Task =
Find the word "vegetation" below. Copy each line that has it.

Records provided =
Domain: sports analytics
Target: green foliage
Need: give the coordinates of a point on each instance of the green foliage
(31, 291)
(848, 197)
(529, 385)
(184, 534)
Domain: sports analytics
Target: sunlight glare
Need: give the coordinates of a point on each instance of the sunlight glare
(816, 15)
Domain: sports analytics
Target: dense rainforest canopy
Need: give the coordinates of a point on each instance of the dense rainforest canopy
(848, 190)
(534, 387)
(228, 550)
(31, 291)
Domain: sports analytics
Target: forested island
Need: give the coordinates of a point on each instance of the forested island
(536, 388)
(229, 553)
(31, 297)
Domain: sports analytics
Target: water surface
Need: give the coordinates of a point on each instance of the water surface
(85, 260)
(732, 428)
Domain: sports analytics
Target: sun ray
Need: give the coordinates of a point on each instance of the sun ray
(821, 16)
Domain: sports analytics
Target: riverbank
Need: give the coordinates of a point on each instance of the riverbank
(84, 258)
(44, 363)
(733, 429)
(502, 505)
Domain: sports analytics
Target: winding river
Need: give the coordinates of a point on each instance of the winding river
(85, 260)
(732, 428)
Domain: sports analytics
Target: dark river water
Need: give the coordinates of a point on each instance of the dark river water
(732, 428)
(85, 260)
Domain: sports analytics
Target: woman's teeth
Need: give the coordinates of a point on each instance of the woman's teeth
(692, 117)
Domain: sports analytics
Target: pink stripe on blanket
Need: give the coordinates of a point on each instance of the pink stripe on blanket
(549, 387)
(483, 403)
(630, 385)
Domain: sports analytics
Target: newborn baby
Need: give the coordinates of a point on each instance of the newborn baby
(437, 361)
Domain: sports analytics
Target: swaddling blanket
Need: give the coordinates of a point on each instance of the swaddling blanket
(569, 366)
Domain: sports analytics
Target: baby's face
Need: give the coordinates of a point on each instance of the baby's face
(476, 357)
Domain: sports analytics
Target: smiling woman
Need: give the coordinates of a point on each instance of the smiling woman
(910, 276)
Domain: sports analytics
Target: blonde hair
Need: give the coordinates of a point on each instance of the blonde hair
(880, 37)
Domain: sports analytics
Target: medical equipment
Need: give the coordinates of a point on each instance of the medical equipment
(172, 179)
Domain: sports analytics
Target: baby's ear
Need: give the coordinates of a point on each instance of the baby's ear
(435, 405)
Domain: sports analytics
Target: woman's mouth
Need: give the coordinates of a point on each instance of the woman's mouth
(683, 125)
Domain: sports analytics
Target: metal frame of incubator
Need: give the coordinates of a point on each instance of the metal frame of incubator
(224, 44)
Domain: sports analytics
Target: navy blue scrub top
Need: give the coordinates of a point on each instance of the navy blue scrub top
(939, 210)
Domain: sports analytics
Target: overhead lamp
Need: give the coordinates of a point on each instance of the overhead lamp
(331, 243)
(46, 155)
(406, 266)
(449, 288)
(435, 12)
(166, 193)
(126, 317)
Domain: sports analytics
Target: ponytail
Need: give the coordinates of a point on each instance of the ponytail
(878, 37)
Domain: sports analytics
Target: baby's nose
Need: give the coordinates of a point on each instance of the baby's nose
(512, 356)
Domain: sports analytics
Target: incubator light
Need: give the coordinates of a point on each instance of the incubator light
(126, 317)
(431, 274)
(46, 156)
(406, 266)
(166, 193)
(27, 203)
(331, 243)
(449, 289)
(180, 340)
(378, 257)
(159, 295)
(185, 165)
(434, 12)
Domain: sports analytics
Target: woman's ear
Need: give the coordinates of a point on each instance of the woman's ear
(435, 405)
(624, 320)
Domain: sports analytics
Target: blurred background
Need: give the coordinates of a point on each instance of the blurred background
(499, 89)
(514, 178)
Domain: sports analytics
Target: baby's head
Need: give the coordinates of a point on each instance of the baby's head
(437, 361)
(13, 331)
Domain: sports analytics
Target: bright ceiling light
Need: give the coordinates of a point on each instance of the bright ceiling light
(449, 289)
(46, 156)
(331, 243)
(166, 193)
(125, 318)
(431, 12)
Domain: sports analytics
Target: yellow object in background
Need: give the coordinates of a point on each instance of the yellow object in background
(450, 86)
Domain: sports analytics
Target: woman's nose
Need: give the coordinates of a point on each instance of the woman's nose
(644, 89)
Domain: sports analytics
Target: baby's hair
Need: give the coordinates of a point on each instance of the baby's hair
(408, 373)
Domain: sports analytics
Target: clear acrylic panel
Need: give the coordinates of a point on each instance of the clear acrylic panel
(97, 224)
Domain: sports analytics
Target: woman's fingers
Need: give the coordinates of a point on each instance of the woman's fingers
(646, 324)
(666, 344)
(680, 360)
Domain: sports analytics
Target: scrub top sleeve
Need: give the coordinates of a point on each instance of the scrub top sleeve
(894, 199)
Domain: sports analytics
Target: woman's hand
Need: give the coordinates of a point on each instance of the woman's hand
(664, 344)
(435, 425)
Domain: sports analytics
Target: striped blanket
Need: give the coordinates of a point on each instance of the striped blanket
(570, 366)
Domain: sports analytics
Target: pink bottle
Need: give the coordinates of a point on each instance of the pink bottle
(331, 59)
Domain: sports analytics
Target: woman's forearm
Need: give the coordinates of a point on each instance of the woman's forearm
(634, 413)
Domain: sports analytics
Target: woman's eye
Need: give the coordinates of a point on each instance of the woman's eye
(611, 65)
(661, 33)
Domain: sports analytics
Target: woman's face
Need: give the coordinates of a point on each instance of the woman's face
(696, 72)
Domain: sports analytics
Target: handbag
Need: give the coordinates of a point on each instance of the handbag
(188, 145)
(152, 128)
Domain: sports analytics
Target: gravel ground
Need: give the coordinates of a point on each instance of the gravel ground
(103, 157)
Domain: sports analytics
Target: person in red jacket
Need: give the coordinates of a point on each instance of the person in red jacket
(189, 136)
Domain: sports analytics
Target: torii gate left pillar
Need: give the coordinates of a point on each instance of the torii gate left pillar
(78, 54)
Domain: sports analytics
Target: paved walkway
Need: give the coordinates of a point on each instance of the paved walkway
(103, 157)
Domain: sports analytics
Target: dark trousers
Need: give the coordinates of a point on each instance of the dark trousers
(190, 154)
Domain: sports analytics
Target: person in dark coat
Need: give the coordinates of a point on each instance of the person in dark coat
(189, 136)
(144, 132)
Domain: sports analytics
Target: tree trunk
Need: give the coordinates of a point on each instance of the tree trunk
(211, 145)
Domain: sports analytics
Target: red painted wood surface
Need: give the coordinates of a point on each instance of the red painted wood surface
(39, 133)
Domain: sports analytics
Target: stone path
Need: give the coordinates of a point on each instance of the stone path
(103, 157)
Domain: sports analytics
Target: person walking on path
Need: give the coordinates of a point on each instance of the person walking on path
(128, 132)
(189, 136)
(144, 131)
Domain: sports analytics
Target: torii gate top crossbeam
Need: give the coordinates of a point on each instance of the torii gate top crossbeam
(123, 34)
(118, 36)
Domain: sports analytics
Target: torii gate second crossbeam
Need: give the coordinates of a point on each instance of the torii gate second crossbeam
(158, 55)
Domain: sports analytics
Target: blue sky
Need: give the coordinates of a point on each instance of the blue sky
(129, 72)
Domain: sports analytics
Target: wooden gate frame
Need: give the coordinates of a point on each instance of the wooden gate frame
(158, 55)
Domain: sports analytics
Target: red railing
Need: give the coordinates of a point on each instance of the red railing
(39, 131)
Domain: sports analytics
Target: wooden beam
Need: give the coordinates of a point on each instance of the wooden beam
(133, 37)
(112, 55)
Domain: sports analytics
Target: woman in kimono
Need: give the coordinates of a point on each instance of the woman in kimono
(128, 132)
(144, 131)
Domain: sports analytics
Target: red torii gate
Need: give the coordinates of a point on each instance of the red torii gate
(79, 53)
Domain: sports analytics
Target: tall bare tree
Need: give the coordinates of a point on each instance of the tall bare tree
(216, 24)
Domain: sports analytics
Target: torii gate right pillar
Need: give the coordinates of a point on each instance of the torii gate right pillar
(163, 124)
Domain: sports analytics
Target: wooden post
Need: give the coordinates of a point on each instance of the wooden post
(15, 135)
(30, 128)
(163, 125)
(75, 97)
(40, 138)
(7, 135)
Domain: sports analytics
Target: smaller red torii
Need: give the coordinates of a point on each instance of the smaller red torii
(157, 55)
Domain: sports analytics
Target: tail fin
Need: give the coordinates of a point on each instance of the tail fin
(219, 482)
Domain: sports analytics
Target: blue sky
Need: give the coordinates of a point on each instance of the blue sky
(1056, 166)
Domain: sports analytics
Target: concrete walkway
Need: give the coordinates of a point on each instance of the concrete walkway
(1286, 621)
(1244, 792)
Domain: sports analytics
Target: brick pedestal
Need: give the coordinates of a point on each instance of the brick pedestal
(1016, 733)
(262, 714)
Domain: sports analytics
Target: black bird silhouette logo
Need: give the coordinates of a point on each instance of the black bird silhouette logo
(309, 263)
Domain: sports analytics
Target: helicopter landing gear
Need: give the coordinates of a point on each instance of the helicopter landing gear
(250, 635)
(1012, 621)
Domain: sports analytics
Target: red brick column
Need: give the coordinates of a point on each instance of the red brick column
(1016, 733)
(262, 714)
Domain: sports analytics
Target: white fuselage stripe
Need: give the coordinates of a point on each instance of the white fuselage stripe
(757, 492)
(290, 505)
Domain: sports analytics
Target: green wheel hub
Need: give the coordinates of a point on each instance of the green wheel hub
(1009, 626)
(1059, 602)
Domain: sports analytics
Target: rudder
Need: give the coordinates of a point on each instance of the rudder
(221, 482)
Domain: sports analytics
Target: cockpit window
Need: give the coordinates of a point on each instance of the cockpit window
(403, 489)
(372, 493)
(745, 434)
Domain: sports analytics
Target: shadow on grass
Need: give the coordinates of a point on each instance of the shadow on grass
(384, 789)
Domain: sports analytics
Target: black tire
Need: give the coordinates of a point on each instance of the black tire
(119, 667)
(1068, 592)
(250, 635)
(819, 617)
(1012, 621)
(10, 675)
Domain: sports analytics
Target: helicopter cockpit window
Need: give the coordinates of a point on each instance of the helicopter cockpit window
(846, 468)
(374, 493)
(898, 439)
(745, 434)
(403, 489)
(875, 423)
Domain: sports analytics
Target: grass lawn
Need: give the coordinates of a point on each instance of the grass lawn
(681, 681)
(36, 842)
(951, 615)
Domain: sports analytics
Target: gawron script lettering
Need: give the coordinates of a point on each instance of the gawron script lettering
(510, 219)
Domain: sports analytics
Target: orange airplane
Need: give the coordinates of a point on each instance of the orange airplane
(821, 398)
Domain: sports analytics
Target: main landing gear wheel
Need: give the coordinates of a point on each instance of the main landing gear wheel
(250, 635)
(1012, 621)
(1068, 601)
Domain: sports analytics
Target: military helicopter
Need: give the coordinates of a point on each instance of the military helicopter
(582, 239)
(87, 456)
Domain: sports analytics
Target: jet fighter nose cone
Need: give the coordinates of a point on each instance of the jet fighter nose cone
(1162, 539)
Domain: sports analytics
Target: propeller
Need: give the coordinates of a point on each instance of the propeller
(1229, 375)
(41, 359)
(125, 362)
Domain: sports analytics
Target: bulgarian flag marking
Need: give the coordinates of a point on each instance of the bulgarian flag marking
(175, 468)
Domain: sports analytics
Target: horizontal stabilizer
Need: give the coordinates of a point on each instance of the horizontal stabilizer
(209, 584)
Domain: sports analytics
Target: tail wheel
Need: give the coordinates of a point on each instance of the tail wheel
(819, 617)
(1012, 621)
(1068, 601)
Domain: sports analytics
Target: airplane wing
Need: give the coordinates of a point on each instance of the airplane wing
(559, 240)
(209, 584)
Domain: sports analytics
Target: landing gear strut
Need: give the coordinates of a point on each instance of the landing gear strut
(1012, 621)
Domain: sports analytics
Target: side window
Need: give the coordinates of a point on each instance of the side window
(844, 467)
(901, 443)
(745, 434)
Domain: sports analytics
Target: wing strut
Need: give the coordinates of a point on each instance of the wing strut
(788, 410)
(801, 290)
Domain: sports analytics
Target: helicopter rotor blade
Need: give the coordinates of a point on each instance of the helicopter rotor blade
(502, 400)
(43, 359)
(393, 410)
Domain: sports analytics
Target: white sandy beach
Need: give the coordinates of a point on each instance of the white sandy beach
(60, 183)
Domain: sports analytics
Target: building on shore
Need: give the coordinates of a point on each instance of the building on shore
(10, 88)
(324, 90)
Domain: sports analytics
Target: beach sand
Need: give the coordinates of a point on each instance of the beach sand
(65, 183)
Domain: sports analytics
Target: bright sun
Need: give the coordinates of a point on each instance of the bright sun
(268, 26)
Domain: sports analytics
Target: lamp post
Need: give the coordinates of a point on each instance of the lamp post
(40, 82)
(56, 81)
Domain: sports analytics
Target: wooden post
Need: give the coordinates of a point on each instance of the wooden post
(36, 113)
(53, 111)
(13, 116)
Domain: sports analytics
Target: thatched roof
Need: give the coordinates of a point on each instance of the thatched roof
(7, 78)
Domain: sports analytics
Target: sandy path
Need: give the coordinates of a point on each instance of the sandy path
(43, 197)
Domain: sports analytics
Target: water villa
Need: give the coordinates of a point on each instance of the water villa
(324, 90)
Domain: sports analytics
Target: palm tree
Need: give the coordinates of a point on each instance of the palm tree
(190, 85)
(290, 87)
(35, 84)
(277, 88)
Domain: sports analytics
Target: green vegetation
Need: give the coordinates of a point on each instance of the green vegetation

Completed task =
Target: green vegetation
Need: give the coordinates of a point on each instance of the green vegetation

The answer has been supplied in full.